[START EXERCISE INPUTS]

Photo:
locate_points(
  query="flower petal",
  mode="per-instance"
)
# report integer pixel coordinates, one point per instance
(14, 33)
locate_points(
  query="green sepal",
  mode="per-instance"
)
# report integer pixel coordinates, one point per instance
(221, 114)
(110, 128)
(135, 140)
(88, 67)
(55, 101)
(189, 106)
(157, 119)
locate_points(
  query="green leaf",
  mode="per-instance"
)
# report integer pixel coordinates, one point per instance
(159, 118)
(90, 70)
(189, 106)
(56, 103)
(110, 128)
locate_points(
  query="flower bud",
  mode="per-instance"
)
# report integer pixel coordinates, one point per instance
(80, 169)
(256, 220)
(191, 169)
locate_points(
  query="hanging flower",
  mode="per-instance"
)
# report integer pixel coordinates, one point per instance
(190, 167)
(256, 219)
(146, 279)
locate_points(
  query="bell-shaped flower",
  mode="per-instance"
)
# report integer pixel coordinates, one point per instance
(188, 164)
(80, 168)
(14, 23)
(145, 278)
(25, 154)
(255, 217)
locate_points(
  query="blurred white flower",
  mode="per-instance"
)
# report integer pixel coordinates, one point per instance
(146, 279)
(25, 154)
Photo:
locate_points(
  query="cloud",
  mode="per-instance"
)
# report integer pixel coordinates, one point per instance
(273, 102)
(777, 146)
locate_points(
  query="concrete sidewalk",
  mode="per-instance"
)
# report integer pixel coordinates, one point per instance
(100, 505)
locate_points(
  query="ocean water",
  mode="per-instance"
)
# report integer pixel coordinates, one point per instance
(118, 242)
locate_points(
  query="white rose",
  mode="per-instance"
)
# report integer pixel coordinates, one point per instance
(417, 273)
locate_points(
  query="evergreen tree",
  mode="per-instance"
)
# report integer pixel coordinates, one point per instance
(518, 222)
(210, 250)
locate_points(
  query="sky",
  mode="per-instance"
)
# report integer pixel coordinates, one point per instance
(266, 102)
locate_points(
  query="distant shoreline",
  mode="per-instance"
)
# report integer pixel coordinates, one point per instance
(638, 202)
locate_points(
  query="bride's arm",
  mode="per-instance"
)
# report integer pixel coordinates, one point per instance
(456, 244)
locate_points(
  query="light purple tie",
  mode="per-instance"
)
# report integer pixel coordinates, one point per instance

[END EXERCISE INPUTS]

- _WHAT THE TASK REQUIRES_: Your task is to output all of the data above word for word.

- _SOLUTION TO THE PROBLEM_:
Photo:
locate_points(
  query="flower petal",
  mode="per-instance"
)
# report integer pixel coordinates, one point per instance
(14, 33)
locate_points(
  query="green sepal",
  mode="per-instance"
)
# report integer pixel coordinates, one point per instance
(221, 114)
(110, 128)
(135, 140)
(88, 67)
(55, 101)
(189, 106)
(157, 119)
locate_points(
  query="green leaf",
  mode="per-instance"
)
# report integer pixel coordinates, one point per instance
(159, 118)
(90, 70)
(189, 106)
(56, 103)
(110, 128)
locate_points(
  query="flower bud",
  mode="per-instance"
)
# report integer pixel coordinates, one point per instance
(80, 169)
(256, 220)
(191, 169)
locate_points(
  query="hanging flower",
  mode="per-instance"
)
# report integer pixel coordinates, one point per instance
(190, 167)
(256, 219)
(146, 279)
locate_points(
  query="bell-shaped flower",
  mode="per-instance"
)
# report integer pixel coordinates, one point per instance
(188, 164)
(80, 168)
(14, 23)
(145, 278)
(25, 154)
(255, 217)
locate_points(
  query="blurred white flower",
  mode="per-instance"
)
# report integer pixel coordinates, one point per instance
(146, 279)
(25, 154)
Photo:
locate_points(
  query="cloud",
  mode="per-instance"
)
# report integer pixel coordinates, one point per instance
(273, 102)
(777, 146)
locate_points(
  query="concrete sidewalk",
  mode="per-instance"
)
# report integer pixel coordinates, one point per instance
(100, 505)
locate_points(
  query="ocean water",
  mode="per-instance"
)
# report integer pixel coordinates, one point per instance
(118, 242)
locate_points(
  query="white rose",
  mode="per-instance"
)
# report integer pixel coordinates, one point per instance
(417, 273)
locate_points(
  query="evergreen tree",
  mode="per-instance"
)
# report integer pixel coordinates, one point per instance
(518, 222)
(210, 250)
locate_points(
  query="sky",
  mode="per-instance"
)
# report integer pixel coordinates, one point per instance
(266, 102)
locate_points(
  query="distant shoreline",
  mode="per-instance"
)
# report integer pixel coordinates, one point per instance
(638, 202)
locate_points(
  query="bride's arm",
  mode="per-instance"
)
# report integer pixel coordinates, one point per instance
(456, 244)
locate_points(
  query="light purple tie",
  mode="per-instance"
)
# report integer pixel coordinates, one point per instance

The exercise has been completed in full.